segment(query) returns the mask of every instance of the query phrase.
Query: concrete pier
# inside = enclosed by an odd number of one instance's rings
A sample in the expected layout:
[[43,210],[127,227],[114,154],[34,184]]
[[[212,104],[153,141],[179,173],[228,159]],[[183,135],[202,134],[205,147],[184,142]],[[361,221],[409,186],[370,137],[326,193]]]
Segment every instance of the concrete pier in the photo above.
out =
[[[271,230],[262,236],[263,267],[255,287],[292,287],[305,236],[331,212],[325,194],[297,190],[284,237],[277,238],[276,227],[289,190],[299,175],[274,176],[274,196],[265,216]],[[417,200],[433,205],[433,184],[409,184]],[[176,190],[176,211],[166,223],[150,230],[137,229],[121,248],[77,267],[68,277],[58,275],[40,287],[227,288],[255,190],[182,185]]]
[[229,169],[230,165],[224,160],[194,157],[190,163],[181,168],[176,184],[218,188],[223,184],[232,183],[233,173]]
────────
- Problem details -
Retype all of the data above line for line, changing nothing.

- Solution to this problem -
segment(query) returns the mask of every instance of the query phrase.
Query: concrete pier
# inside = enclosed by an odd number of one instance's rings
A sample in the expected layout:
[[43,210],[127,227],[114,154],[34,184]]
[[[212,104],[153,141],[179,173],[228,159]],[[183,135],[202,134],[205,147],[184,142]],[[361,221],[409,186],[370,137],[326,193]]]
Segment every instance of the concrete pier in the photo above.
out =
[[[271,230],[262,236],[263,267],[255,287],[292,287],[305,236],[331,212],[325,194],[297,190],[284,237],[277,238],[276,227],[289,190],[299,175],[274,176],[274,196],[265,216]],[[417,200],[433,205],[433,184],[409,184]],[[176,190],[176,211],[166,223],[150,230],[137,229],[121,248],[77,267],[68,277],[58,275],[40,287],[227,288],[255,190],[182,185]]]
[[229,169],[230,165],[224,160],[194,157],[190,163],[181,168],[176,184],[218,188],[223,184],[232,183],[233,173]]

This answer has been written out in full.